FRAGMENTO »
1-5: «Derramaré mi espíritu»

El pueblo deportado es como un sequedal, un auténtico desierto (v. 3), completamente estéril e infecundo. Pero Yahveh, en virtud de su amor fiel y creador, en virtud de su elección (vv. 1-2), va a bendecir a Israel (v. 3).

La bendición de Dios es siempre eficaz, pero esta bendición que aquí se promete lo es de manera especial, pues Dios anuncia una efusión de su mismo Espíritu. Lo mismo que la tierra reseca es fecundada por la lluvia (55,10), el Espíritu de Yahveh vivificará a su pueblo haciéndole capaz de dar fruto abundante: «crecerán como hierba junto a la fuente, como sauces junto a las acequias» (v. 4; cfr. Ez. 47,1-12).

Y el primer fruto de esta efusión del Espíritu será la donación total al Señor, la conciencia de pertenencia exclusiva a Dios: «Yo soy de Yahveh» (v. 5).

-Nosotros no tenemos sólo la promesa, sino el don real y efectivo del Espíritu. Pero hemos de acogerlo y recibirlo y vivir de Él. Sin la acción vivificante del Espíritu no hay vida cristiana auténtica, ni testimonio creíble, ni es posible una verdadera renovación.

INFORMACIÓN PROPORCIONADA »
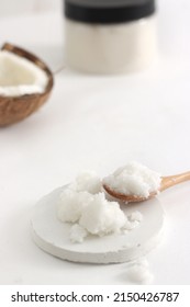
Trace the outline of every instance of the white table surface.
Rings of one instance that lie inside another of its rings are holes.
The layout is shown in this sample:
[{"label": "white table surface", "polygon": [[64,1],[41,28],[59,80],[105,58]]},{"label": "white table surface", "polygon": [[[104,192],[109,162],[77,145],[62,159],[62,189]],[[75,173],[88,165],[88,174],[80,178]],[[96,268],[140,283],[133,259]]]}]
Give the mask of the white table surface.
[{"label": "white table surface", "polygon": [[[130,283],[126,263],[69,263],[40,250],[31,239],[31,211],[83,169],[103,177],[137,160],[165,175],[190,170],[189,16],[188,0],[160,0],[157,65],[112,77],[66,69],[36,114],[0,128],[1,284]],[[62,15],[0,20],[1,44],[34,52],[53,70],[64,62],[63,41]],[[167,227],[147,254],[154,283],[189,284],[190,183],[159,200]]]}]

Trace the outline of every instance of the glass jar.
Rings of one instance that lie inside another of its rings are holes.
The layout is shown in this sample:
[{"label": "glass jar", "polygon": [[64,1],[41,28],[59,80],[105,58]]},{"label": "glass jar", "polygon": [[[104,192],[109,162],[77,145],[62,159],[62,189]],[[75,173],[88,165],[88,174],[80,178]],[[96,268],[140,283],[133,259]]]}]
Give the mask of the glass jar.
[{"label": "glass jar", "polygon": [[92,73],[142,69],[156,54],[154,0],[65,0],[66,60]]}]

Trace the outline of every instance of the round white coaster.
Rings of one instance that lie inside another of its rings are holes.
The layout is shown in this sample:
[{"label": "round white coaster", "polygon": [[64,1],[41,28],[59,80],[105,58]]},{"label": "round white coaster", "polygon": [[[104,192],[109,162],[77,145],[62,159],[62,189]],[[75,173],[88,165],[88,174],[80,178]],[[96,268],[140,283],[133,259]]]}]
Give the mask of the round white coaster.
[{"label": "round white coaster", "polygon": [[31,218],[35,243],[44,251],[75,262],[116,263],[134,260],[155,248],[164,225],[164,209],[157,198],[123,205],[128,215],[138,211],[143,215],[139,225],[126,232],[104,237],[89,236],[82,243],[69,240],[70,224],[57,218],[57,202],[63,187],[44,196],[34,207]]}]

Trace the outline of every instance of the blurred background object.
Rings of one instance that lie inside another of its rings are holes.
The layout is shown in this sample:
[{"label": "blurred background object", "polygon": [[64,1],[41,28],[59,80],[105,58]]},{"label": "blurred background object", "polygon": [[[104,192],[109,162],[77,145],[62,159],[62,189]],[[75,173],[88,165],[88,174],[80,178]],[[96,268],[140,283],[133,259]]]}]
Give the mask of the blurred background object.
[{"label": "blurred background object", "polygon": [[0,18],[24,13],[59,11],[60,7],[60,0],[0,0]]}]

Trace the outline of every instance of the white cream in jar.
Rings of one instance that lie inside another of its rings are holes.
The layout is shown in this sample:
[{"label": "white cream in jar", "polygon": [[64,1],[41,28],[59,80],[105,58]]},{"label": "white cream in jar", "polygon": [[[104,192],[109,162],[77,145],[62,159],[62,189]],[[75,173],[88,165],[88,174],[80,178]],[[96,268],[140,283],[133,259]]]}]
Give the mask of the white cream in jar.
[{"label": "white cream in jar", "polygon": [[66,60],[92,73],[147,67],[156,54],[155,0],[65,0]]}]

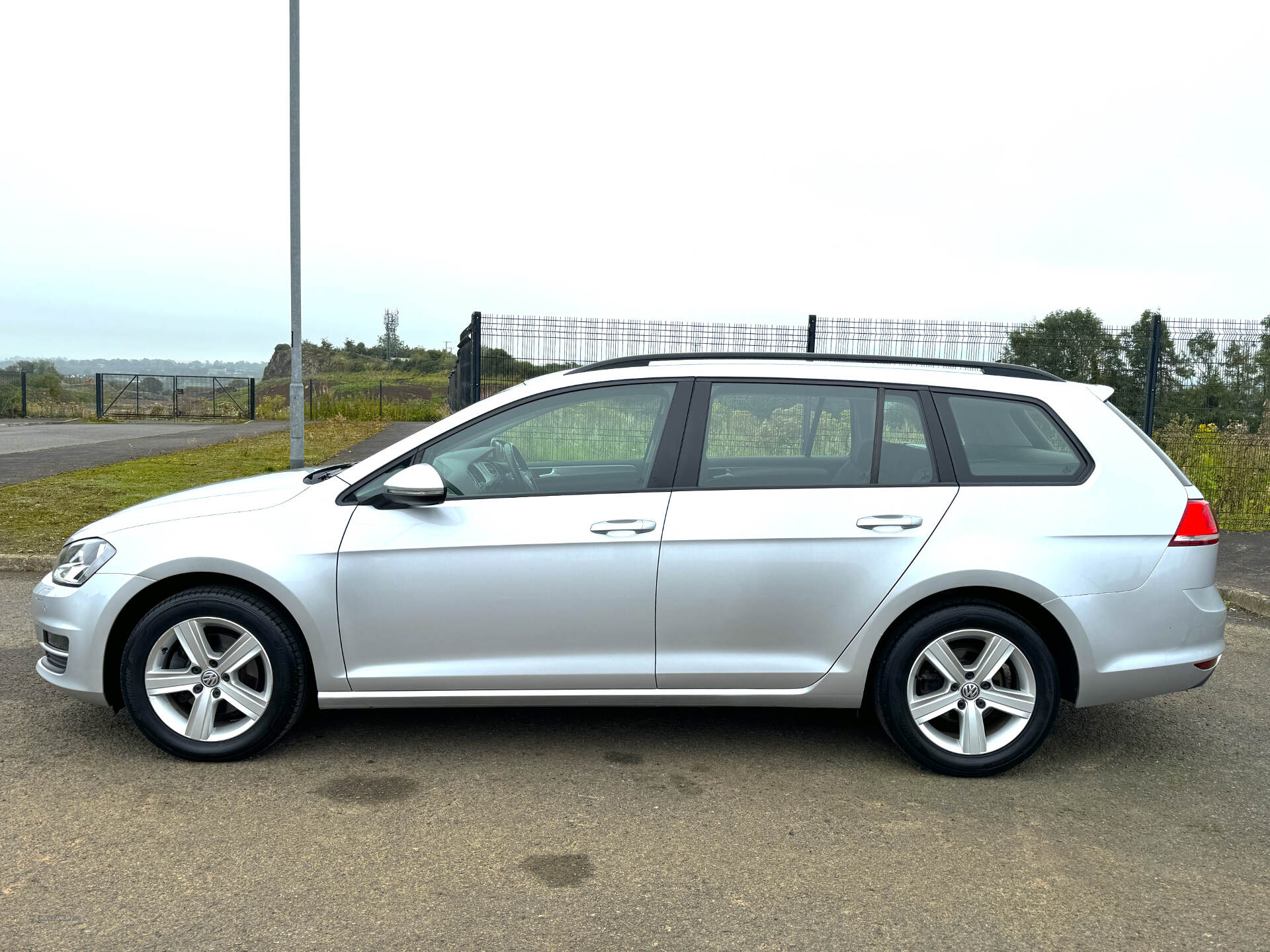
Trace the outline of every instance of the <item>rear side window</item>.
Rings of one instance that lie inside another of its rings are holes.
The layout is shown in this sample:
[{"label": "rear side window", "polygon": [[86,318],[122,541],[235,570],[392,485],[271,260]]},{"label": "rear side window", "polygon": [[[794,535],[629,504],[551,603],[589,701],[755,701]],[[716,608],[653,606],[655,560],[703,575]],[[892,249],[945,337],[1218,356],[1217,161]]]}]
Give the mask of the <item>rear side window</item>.
[{"label": "rear side window", "polygon": [[1038,404],[956,393],[942,393],[939,402],[963,482],[1080,482],[1085,477],[1085,456]]},{"label": "rear side window", "polygon": [[862,486],[878,391],[817,383],[715,383],[698,486]]},{"label": "rear side window", "polygon": [[935,463],[917,397],[888,390],[881,415],[878,482],[883,486],[916,486],[933,481]]}]

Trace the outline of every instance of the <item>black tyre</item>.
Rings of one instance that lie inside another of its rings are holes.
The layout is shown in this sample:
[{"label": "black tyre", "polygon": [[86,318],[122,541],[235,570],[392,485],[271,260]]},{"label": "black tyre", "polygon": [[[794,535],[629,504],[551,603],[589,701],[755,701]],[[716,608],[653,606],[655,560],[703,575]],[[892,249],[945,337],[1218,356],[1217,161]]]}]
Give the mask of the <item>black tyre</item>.
[{"label": "black tyre", "polygon": [[222,586],[151,608],[128,636],[119,677],[141,732],[187,760],[260,753],[310,693],[297,632],[268,602]]},{"label": "black tyre", "polygon": [[886,734],[923,767],[988,777],[1022,763],[1058,717],[1058,666],[1026,621],[961,602],[899,632],[872,684]]}]

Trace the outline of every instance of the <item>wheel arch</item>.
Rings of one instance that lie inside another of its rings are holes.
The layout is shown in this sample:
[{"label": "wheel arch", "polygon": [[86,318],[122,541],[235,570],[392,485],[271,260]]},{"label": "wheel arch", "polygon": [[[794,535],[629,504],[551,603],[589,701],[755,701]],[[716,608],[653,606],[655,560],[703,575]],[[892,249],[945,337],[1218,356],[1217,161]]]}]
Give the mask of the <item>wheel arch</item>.
[{"label": "wheel arch", "polygon": [[1045,608],[1040,602],[1020,594],[1017,592],[1011,592],[1010,589],[994,588],[991,585],[966,585],[955,589],[946,589],[944,592],[936,592],[925,598],[918,599],[913,604],[908,605],[895,619],[886,626],[886,631],[879,638],[878,645],[874,647],[872,655],[869,659],[869,675],[865,680],[865,704],[869,704],[869,697],[872,693],[874,677],[878,673],[878,665],[884,654],[883,649],[890,644],[892,638],[897,637],[899,632],[904,631],[909,625],[917,618],[925,614],[944,608],[946,605],[961,604],[966,602],[989,603],[1005,608],[1008,612],[1013,612],[1025,622],[1031,625],[1036,632],[1040,635],[1041,640],[1045,642],[1045,647],[1054,656],[1054,663],[1058,665],[1058,683],[1059,693],[1067,701],[1076,701],[1077,694],[1081,689],[1081,668],[1076,656],[1076,647],[1072,644],[1071,635],[1058,621],[1054,614]]},{"label": "wheel arch", "polygon": [[[135,594],[114,617],[114,623],[110,626],[110,635],[105,642],[105,651],[102,656],[102,692],[105,694],[107,702],[116,711],[123,707],[123,688],[119,683],[119,665],[123,661],[123,645],[127,642],[128,635],[132,633],[132,630],[137,626],[137,622],[145,617],[146,612],[163,602],[165,598],[175,595],[179,592],[185,592],[187,589],[199,588],[203,585],[221,585],[225,588],[237,589],[249,595],[254,595],[263,602],[268,602],[278,612],[278,614],[281,614],[287,623],[291,625],[296,635],[300,636],[300,644],[304,647],[305,666],[309,673],[309,684],[315,685],[312,650],[309,646],[305,630],[301,627],[300,622],[296,621],[295,614],[288,611],[273,593],[234,575],[224,575],[210,571],[184,572],[180,575],[170,575],[165,579],[155,581],[152,585],[146,585],[146,588]],[[315,687],[312,689],[316,692]]]}]

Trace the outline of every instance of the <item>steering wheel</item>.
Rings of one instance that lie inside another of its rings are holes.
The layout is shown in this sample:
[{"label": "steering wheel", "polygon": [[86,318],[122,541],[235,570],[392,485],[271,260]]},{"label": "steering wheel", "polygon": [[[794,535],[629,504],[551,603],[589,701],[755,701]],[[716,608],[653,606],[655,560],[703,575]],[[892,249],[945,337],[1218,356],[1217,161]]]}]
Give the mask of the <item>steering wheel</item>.
[{"label": "steering wheel", "polygon": [[533,481],[533,473],[530,472],[530,465],[525,462],[525,457],[521,451],[516,448],[516,444],[508,439],[491,439],[489,442],[491,449],[494,449],[507,468],[512,473],[512,479],[523,485],[530,493],[538,491],[538,484]]}]

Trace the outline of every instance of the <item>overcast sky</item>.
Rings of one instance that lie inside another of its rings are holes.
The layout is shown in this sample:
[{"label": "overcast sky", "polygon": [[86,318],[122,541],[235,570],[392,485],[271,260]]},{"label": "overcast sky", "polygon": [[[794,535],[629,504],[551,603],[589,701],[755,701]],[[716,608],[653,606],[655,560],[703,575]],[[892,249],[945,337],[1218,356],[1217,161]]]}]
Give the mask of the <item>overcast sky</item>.
[{"label": "overcast sky", "polygon": [[[287,339],[286,9],[4,4],[0,357]],[[1266,9],[304,0],[305,336],[1260,319]]]}]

EJERCICIO PROPUESTO A »
Según el fragmento, ¿cuál será el primer fruto de la efusión del Espíritu?
EJERCICIO PROPUESTO B »
¿Concuerdan con el fragmento estas afirmaciones? (i) El pueblo deportado se compara con un sequedal. (ii) Dios promete a su pueblo una efusión de lluvia sobre la tierra reseca. (iii) Sin la acción del Espíritu es posible una verdadera renovación.
EJERCICIO PROPUESTO C »
Reescribe el fragmento desde "La bendición de" hasta "una verdadera renovación.", poniendo "producto" en lugar de "fruto".
Los registros no guardan relación con el fragmento.

RESULTADO A »
La donación total al Señor, la conciencia de pertenencia exclusiva a Dios.

RESULTADO B »
(i) Sí: «El pueblo deportado es como un sequedal».
(ii) No: «Dios anuncia una efusión de su mismo Espíritu».
(iii) No: «ni es posible una verdadera renovación».

RESULTADO C »
La bendición de Dios es siempre eficaz, pero esta bendición que aquí se promete lo es de manera especial, pues Dios anuncia una efusión de su mismo Espíritu. Lo mismo que la tierra reseca es fecundada por la lluvia (55,10), el Espíritu de Yahveh vivificará a su pueblo haciéndole capaz de dar producto abundante: «crecerán como hierba junto a la fuente, como sauces junto a las acequias» (v. 4; cfr. Ez. 47,1-12).

Y el primer producto de esta efusión del Espíritu será la donación total al Señor, la conciencia de pertenencia exclusiva a Dios: «Yo soy de Yahveh» (v. 5).

-Nosotros no tenemos sólo la promesa, sino el don real y efectivo del Espíritu. Pero hemos de acogerlo y recibirlo y vivir de Él. Sin la acción vivificante del Espíritu no hay vida cristiana auténtica, ni testimonio creíble, ni es posible una verdadera renovación.